**What the task asks**
Your task is to repeat, word for word, the line containing "[spot] the floor" and all lines that follow it to the end of the material, and no other lines.

**Data entries**
-=-=-

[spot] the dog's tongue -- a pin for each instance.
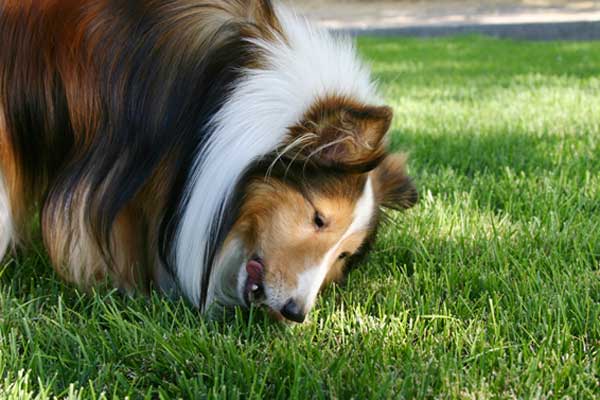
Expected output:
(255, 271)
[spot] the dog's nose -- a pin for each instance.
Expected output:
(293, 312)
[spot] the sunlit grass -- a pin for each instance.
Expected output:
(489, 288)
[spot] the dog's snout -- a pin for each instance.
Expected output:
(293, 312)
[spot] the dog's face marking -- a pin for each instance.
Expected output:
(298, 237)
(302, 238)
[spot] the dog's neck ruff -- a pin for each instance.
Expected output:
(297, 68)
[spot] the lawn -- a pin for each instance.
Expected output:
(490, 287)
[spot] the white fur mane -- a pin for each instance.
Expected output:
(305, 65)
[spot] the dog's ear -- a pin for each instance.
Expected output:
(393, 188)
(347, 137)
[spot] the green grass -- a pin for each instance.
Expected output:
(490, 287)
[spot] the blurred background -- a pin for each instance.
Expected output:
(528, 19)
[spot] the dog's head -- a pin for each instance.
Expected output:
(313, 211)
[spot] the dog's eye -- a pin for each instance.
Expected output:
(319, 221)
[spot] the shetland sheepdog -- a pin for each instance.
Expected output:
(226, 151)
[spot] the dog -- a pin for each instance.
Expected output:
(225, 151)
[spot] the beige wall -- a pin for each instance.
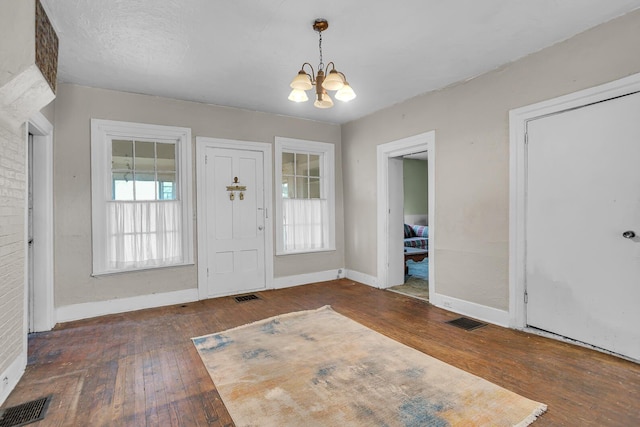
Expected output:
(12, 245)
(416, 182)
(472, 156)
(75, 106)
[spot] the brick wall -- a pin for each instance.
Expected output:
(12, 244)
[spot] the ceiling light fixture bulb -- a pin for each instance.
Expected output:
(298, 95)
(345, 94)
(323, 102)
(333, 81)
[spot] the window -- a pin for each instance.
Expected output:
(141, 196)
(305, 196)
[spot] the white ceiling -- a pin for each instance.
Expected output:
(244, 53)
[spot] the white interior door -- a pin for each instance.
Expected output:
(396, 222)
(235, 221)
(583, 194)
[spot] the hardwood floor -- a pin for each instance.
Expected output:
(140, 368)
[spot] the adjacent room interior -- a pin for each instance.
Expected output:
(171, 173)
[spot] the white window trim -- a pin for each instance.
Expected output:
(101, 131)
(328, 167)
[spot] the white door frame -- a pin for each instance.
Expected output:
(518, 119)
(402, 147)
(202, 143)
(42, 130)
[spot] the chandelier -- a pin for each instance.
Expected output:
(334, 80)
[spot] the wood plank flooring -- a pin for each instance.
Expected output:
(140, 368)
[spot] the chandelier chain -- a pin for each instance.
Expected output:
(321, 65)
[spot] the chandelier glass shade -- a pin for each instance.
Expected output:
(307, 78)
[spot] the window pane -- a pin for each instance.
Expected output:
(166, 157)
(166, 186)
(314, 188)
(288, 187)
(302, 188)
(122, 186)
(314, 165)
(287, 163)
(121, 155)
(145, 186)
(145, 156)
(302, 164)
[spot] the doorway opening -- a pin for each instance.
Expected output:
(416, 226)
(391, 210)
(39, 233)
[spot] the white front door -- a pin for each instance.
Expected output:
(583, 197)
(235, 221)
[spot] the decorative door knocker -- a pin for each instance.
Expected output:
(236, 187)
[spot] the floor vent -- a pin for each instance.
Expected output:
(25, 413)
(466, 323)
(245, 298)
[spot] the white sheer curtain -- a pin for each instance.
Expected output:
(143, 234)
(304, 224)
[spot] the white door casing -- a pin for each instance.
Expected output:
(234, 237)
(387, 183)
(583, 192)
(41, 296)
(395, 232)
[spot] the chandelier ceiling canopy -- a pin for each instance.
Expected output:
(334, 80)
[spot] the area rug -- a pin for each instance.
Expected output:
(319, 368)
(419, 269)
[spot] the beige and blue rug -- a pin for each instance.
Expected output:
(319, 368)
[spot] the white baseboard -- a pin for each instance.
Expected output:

-=-=-

**Correct response**
[spot] the floor vent -- a pin for each instance.
Expected output:
(25, 413)
(466, 323)
(245, 298)
[spot] the white sheer curtain -- a pin for each instance.
Expected output:
(143, 234)
(304, 224)
[spot] the white door casing -- a pin for each instance.
Expected output:
(234, 237)
(387, 183)
(583, 192)
(41, 296)
(395, 232)
[spot] the chandelier ceiling canopy -- a pin for each instance.
Expected output:
(334, 80)
[spot] the area rug -- a pin for each instance.
Expected output:
(319, 368)
(419, 269)
[spot] the beige and blue rug -- a pin for each instance.
Expected output:
(319, 368)
[spot] the white baseboard -- a pin for each instance.
Expected output:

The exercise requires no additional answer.